Check your understanding:
[A] In the passage about Warren Zevon, what did he hope to live long enough to see after his diagnosis?
[B] Say whether each statement agrees with the passage about Warren Zevon, and quote the deciding words: (i) My Ride's Here came out two years after Life'll Kill Ya. (ii) Zevon learned he had lung cancer before My Ride's Here was released. (iii) "Don't Let Us Get Sick" is a track from My Ride's Here.
[C] Pick up the passage about Warren Zevon after its final sentence and continue it.

Text section:
In 2000, Warren Zevon put out an album titled Life’ll Kill Ya. Two years later, he followed up with My Ride’s Here. True to their titles, both albums were extensive musings on death and living in its expectation. Shortly after the release of My Ride’s Here, Zevon was diagnosed with terminal lung cancer. Given but a few months left to live, he said that he hoped to put out one final album and live long enough to see the next James Bond movie.
He also did a full hour on David Letterman and when asked about any wisdom he had gained about life and death, he replied that he hadn’t learned anything special but to “enjoy every sandwich.” This oft-quoted bit of advice turned into the title to his tribute album, which featured the likes of Bob Dylan, Don Henley and Bruce Springsteen. My favorite track on the album, however, is Jill Sobule’s beautiful performance of “Don’t Let Us Get Sick” – one of the tracks from Life’ll Kill Ya that now seems eerily prescient.

Data to examine:
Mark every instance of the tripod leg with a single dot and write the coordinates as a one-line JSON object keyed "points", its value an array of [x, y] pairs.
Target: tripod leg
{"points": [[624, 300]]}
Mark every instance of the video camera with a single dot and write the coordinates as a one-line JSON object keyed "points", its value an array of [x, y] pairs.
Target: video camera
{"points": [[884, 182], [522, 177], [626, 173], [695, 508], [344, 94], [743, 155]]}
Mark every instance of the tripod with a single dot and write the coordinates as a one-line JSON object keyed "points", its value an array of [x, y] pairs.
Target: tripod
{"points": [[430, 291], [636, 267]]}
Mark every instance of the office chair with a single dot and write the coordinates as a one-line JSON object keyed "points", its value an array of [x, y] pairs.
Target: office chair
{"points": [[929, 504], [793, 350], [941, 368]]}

---

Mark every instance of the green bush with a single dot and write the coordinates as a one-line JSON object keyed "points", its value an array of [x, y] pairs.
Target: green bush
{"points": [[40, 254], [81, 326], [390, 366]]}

Task answers:
[A] The next James Bond movie.

[B]
(i) Yes: "Two years later, he followed up with My Ride’s Here."
(ii) No: "Shortly after the release of My Ride’s Here, Zevon was diagnosed with terminal lung cancer."
(iii) No: "one of the tracks from Life’ll Kill Ya that now seems eerily prescient."

[C]
In the end, the hard living that Warren Zevon did over the years caught up with him and he passed away on September 7, 2003. Before he did, he spit in the face of the grim reaper, outliving his diagnosis by something like six to nine months, seeing the birth of his twin grandchildren, finishing his album (which would posthumously win him his first two Grammys), and seeing that Bond film, Die Another Day.